RECORDS FOR PROCESSING

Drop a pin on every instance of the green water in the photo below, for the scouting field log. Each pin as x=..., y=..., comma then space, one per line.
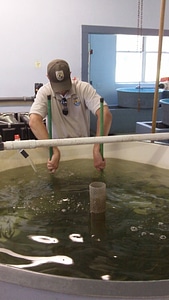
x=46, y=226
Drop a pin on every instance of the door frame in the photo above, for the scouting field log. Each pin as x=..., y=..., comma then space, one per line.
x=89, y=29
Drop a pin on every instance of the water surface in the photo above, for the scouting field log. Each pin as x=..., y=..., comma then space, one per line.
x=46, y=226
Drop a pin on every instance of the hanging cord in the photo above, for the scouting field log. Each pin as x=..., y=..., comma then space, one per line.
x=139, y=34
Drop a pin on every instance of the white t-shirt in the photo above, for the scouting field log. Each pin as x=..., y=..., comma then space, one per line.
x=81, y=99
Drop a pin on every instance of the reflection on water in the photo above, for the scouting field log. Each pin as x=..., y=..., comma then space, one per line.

WHAT THIS TASK INVOLVES
Exactly the lines from the one holding "Drop a pin on every instance of the hanging" through the end of the records above are to be returned, and nothing else.

ANSWER FOR THE TASK
Drop a pin on every instance of the hanging cord in the photo above, for the scouting field log. Each pin as x=..., y=..., comma then space, one per line.
x=139, y=34
Drop a pin on every instance of the white t-shirt in the photo above, for the scouting field log. Each pin as x=..., y=..., comma then space, one per line.
x=81, y=99
Drop a pin on every instance of the reflection on water in the photo above, for the scouting field log. Each pin as x=..., y=..., comma then space, one per line.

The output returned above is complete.